Task brief:
Which lines in the records below contain the string "wall"? Report each of those lines in full.

## Start Provided data

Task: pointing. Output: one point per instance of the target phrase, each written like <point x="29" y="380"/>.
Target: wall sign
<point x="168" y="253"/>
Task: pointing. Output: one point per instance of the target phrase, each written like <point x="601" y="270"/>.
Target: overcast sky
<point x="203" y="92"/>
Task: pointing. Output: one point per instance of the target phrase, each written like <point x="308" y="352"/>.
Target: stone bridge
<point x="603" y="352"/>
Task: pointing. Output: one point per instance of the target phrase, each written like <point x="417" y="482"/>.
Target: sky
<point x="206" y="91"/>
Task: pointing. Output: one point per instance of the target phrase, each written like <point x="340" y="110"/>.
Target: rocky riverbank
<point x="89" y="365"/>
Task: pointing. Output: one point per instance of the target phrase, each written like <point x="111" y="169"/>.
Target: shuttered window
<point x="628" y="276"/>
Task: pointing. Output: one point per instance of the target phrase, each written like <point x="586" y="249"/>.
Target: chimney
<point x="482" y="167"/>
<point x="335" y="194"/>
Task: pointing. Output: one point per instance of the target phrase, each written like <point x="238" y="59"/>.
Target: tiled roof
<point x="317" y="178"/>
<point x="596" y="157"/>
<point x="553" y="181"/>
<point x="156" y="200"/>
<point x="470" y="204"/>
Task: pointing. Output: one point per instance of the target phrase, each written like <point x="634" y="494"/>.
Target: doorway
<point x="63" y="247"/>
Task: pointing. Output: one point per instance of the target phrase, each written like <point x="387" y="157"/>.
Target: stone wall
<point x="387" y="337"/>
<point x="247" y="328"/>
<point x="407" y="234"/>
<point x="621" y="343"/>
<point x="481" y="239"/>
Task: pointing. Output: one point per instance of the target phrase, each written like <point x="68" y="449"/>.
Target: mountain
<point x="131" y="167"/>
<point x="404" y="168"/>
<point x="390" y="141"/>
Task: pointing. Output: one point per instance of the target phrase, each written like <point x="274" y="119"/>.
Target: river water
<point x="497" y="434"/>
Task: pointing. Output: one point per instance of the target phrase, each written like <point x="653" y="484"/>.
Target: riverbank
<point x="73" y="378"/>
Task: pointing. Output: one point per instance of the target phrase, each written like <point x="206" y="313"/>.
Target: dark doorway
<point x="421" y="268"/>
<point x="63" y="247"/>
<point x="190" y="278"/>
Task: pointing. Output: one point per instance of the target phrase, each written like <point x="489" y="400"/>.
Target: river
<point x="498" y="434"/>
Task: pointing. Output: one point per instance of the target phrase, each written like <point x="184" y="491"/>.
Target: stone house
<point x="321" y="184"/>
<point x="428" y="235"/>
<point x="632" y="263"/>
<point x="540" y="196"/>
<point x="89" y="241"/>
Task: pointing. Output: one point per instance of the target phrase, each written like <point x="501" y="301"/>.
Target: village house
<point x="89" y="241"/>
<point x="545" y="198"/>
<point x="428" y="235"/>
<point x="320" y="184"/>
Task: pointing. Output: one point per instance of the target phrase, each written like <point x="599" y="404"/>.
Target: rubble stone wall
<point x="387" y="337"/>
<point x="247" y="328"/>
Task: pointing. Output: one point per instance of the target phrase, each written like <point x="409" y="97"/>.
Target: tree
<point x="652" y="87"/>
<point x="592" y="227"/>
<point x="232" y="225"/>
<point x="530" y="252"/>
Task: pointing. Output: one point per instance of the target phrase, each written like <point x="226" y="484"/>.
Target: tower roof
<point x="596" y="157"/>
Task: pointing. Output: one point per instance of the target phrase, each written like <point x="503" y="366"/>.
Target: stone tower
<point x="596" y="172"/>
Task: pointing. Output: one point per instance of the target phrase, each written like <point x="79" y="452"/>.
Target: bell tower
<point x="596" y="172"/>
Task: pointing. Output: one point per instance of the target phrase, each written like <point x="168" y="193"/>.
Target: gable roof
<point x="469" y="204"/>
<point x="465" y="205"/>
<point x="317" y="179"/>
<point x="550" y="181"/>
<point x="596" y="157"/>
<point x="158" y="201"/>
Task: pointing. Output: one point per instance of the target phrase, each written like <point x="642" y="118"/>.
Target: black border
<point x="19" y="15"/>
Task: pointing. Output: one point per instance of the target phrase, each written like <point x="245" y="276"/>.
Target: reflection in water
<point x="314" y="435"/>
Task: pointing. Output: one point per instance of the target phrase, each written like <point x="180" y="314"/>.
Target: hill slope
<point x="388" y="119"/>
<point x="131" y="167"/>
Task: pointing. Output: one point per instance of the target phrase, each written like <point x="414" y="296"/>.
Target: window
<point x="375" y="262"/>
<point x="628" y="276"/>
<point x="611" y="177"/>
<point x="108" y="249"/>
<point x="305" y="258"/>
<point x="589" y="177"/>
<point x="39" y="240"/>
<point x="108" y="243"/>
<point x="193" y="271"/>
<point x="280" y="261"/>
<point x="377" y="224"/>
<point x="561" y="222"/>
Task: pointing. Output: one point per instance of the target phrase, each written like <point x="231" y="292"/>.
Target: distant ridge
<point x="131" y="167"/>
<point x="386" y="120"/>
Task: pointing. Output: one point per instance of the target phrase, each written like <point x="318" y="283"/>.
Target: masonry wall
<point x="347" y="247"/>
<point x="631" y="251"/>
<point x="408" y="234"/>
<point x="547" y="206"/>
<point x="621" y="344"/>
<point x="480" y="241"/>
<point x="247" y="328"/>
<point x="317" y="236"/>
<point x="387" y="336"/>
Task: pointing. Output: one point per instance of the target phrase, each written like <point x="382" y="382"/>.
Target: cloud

## End Provided data

Output of the exercise:
Target: wall sign
Target: stone wall
Target: rubble stone wall
Target: masonry wall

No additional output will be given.